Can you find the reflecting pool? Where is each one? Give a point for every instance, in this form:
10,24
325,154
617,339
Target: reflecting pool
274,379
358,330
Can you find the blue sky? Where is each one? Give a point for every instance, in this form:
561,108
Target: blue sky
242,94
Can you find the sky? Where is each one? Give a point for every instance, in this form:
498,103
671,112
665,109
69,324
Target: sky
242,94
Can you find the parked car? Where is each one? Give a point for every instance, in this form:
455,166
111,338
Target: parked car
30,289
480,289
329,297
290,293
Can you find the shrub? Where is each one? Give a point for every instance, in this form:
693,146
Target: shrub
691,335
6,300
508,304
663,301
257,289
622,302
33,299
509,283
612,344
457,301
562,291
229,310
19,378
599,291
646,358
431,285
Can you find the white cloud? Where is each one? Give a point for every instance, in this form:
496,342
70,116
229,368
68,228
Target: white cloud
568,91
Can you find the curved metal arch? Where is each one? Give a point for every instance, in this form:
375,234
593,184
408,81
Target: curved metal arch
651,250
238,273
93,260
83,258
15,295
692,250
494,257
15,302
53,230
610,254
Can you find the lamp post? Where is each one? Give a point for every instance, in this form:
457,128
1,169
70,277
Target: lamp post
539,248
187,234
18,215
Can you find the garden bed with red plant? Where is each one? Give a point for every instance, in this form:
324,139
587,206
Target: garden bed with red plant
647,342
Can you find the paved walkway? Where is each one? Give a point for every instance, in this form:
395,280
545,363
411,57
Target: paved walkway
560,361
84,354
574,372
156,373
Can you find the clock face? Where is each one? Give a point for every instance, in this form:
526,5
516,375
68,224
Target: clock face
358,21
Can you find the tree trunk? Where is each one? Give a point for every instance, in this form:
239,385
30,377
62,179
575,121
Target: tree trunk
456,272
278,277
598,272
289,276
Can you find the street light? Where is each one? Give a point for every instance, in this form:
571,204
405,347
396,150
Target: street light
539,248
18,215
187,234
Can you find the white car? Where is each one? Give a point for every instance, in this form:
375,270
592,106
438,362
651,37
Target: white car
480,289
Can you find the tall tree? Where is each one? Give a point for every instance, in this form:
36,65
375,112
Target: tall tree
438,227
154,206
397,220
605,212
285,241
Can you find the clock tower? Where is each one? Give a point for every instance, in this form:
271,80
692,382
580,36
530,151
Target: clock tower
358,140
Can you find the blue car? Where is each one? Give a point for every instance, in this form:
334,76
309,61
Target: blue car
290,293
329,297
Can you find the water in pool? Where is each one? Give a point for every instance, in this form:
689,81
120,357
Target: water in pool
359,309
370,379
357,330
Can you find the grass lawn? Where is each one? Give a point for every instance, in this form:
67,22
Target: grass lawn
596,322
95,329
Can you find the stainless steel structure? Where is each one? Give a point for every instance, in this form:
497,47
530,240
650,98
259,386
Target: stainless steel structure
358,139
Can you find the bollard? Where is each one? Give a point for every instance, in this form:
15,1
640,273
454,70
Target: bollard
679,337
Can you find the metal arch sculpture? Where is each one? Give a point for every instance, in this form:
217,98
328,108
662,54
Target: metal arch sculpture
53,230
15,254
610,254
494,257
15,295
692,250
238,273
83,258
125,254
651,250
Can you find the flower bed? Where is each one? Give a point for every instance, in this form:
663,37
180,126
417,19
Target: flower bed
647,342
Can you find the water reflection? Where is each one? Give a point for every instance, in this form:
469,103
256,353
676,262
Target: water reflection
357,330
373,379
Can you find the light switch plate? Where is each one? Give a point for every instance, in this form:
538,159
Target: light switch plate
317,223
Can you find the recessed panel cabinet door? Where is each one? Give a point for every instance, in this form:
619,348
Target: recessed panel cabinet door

------------------------------------------------

Exercise task:
Copy the data above exactly. Every line must be included.

Answer to this problem:
Can you find the reflecting pool? Where is each one? Give a point for every instance, in this form:
10,24
325,154
617,339
Target: reflecting pool
274,379
358,330
Can you find the blue sky? Where is each one? Give a point for every instance, in this form:
561,108
Target: blue sky
242,94
Can you find the sky? Where is each one? Give a point for every instance, in this form:
498,103
671,112
665,109
69,324
Target: sky
242,94
Can you find the parked car? Where is each one? Give a point for every instance, in this form:
455,166
111,338
Target: parked car
30,289
480,289
329,297
290,293
Can you find the shrub? Where is each one? Give a point for every instance, in this form:
693,146
Target: shrub
691,335
6,300
508,304
663,301
257,289
622,302
33,299
509,283
612,344
457,301
562,291
229,310
19,378
599,291
646,358
431,285
Can you find the white cloud? Where is each one? Give a point for every instance, in this form:
496,342
70,116
229,368
68,228
Target: white cloud
568,91
Can you find the curved metal arch? Where is each one? Give a point for every instance, in this form:
375,234
593,184
408,81
Target: curved metal arch
651,250
238,273
93,260
83,258
15,295
692,250
494,257
15,302
53,230
610,254
Can you find the lamp post? Where is each one? Give a point for every instance, in this form:
457,128
1,169
70,277
Target: lamp post
539,248
187,234
18,215
Can you find the garden bed with red plant? Where is each one? Give a point for every instance, in this form:
324,139
587,206
Target: garden bed with red plant
647,342
Can you find the paved walkway? Where is each one? Give a point for every instance, in this form:
395,280
545,363
411,57
Target: paved walkway
560,361
84,354
574,372
156,373
Can you find the clock face? Where is each one? Give a point for every instance, in this form:
526,5
516,375
68,224
Target: clock face
358,21
Can you find the tree trunk? Where is each one? Give a point for every instance, in this form:
239,385
30,377
62,179
575,121
Target: tree trunk
456,272
278,277
598,272
289,276
Can you find the street light? Where is each one? Give a point for every instance, in this form:
571,204
405,347
396,150
Target: street light
539,248
18,215
187,234
Can you find the white car? Where is each one? Give a point for every instance, in this form:
375,270
592,106
438,362
651,37
Target: white car
480,289
Can you find the tall tree? Where is each one? Give a point for every instance, in this form:
36,65
375,112
Target: tall tree
438,227
154,206
397,220
605,212
285,241
Can you find the clock tower? Where is each one? Give a point for every instance, in this form:
271,80
692,382
580,36
530,151
Target: clock tower
358,140
Can you find the blue car? Where is each one? Give a point for every instance, in this form:
334,76
309,61
Target: blue car
290,293
329,297
Can you find the water in pool? Where is each one? Give a point for every instance, in this form:
689,81
120,357
Target: water in pool
359,309
370,379
357,330
Can you find the grass lawn? Where is each one? Give a point for every instance, in this form:
67,22
Target: grass lawn
596,322
95,329
Can you find the stainless steel structure? Where is each one? Give a point for every instance, in this form:
497,47
530,240
650,98
259,386
Target: stainless steel structure
358,139
Can you find the bollard? Where is each one? Give a point for every instance, in this form:
15,1
640,273
454,70
Target: bollard
679,337
Can you find the metal arch sculpture? Where is each one? Give a point for every instance, in this form:
217,98
328,108
662,54
Target: metal arch sculpture
53,230
15,254
610,254
494,257
15,295
692,250
238,273
83,258
125,254
651,250
Can you find the flower bed? Where is each one? Give a point for every instance, in this form:
663,37
180,126
417,19
Target: flower bed
647,342
Can you find the water reflection? Where is each one? Give a point for every instance, in this form:
469,103
256,353
676,262
Target: water reflection
357,330
373,379
Can you find the light switch plate? Where is each one? Give a point for every instance, in this form:
538,159
Target: light switch plate
317,223
Can you find the recessed panel cabinet door? Where is each one? Give a point for every instance, in this form:
619,348
Target: recessed panel cabinet door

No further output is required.